■ **PROBLEM**: Return every entry below word for word, with the pictures left out.

──────── AVAILABLE RECORDS ────────

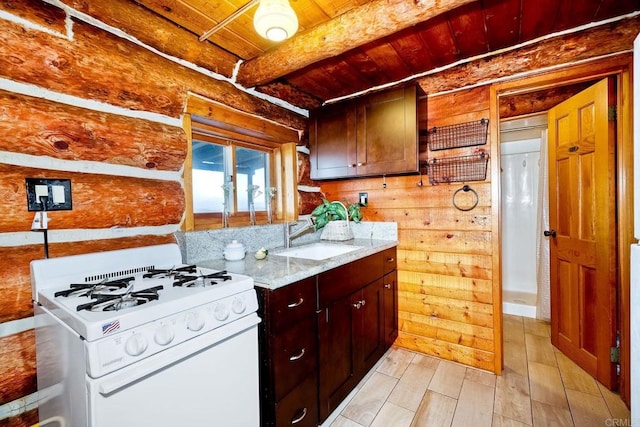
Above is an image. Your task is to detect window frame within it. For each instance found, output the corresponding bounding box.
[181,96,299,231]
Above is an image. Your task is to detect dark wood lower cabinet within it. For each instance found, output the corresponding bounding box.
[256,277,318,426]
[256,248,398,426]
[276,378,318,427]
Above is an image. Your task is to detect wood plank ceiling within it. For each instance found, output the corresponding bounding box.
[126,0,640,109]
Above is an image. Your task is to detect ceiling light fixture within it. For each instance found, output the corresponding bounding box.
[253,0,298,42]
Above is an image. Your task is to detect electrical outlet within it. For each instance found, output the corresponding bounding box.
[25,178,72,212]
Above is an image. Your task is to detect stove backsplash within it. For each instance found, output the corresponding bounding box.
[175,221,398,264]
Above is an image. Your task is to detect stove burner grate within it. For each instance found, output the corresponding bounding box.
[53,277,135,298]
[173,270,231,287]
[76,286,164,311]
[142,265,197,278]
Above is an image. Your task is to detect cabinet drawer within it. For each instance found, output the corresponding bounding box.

────────

■ **TASK ANSWER**:
Above is an image. Your task is to detect window frame within it. For each instance found, output the corresponding bounding box.
[181,96,299,231]
Above is an image. Your task is to detect dark wood lower cabinet within it. For each instance found, output the corresponding bounding box.
[256,277,318,426]
[256,248,398,426]
[276,378,318,427]
Above is an image. Your task is to detect wood plank ceiling within it. For each instance found, output the corresponding bounding box.
[126,0,640,109]
Above is an image. Your task is to detect ceiling light fixture within it. For each instance found, output the corresponding bounding box.
[253,0,298,42]
Above is an image. Your task is to detect electrical outlet within it. For each instance found, output the corresponding bounding box.
[25,178,72,212]
Above is an image. Your task is to detect stove backsplash within it. For each instance found, output the corresponding bounding box.
[175,221,398,264]
Above is an image. Your task is to detect stove burner grate within it. For each instance found, output the corresponding bounding box.
[53,277,135,298]
[173,270,231,287]
[76,286,164,311]
[142,265,197,278]
Above is an image. Your task is to detect cabinet drawer within it. For each instance found, output the corresponding bounding box.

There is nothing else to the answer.